Records drawn from a dataset:
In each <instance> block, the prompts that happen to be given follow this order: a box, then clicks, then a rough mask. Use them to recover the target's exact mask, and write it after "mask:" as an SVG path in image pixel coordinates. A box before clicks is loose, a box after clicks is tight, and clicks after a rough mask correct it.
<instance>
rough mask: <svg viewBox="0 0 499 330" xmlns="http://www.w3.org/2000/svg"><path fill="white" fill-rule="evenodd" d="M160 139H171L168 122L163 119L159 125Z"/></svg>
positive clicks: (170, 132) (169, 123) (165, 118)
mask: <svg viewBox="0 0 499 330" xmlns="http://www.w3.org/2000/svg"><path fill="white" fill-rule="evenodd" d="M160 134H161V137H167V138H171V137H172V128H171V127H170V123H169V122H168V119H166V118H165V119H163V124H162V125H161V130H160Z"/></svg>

• **HOW TO COMPLETE THIS TASK**:
The response should reproduce every entry above exactly.

• **EXPECTED ANSWER**:
In each <instance> block, the prompts that happen to be given follow this order: a box, then clicks, then a rough mask. Use them to recover the target's exact mask, and write it after "mask:" as an SVG path in image pixel coordinates. A box before clicks is loose, a box after clicks is tight, and clicks after a rough mask correct it.
<instance>
rough mask: <svg viewBox="0 0 499 330" xmlns="http://www.w3.org/2000/svg"><path fill="white" fill-rule="evenodd" d="M160 139H171L168 122L163 119L159 125Z"/></svg>
positive clicks: (170, 132) (169, 123) (165, 118)
mask: <svg viewBox="0 0 499 330" xmlns="http://www.w3.org/2000/svg"><path fill="white" fill-rule="evenodd" d="M160 134H161V137H167V138H171V137H172V128H171V127H170V123H169V122H168V119H166V118H165V119H163V124H162V125H161V130H160Z"/></svg>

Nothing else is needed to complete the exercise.